- [WORK TO DO]
Write out the material below again, requests included, from its start through the line containing "[[428, 288]]". Add 25 to every point coordinate in the answers, and leave all other numbers unchanged.

- [INFORMATION PROVIDED]
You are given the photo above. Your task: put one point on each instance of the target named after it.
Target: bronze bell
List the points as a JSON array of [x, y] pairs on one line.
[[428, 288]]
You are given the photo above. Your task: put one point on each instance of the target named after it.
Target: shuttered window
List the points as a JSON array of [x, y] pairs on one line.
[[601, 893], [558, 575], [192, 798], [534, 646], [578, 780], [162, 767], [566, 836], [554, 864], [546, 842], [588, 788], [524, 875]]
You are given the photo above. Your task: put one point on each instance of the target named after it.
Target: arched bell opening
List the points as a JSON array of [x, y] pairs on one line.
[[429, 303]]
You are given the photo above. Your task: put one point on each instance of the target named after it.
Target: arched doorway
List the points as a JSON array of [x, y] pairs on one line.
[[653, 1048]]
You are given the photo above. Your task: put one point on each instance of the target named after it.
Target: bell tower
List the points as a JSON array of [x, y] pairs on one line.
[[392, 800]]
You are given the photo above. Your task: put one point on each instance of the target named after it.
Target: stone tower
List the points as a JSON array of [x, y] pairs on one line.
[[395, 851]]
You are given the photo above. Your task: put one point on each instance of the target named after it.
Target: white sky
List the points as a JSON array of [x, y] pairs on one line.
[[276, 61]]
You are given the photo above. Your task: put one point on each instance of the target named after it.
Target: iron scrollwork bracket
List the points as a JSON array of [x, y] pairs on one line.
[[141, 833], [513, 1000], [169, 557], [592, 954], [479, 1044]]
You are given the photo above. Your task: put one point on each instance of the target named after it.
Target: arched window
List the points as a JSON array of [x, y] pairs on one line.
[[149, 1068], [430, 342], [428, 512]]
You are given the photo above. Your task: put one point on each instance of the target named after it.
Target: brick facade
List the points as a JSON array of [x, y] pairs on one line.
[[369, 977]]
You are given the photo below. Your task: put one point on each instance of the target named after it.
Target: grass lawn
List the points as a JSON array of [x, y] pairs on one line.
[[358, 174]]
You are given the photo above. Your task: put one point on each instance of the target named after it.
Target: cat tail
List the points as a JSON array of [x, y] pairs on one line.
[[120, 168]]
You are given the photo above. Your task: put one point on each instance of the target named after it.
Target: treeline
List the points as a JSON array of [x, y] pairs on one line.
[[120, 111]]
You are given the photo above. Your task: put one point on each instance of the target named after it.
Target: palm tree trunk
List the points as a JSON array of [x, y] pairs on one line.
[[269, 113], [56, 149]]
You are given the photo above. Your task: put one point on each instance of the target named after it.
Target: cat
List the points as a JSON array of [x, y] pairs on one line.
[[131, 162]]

- [ANSWER TO THE PROBLEM]
You are given the photo above. Your task: put one point on each instance of the target named after it.
Target: bronze bell
List the points as a JSON array of [x, y] pairs on one line.
[[453, 313]]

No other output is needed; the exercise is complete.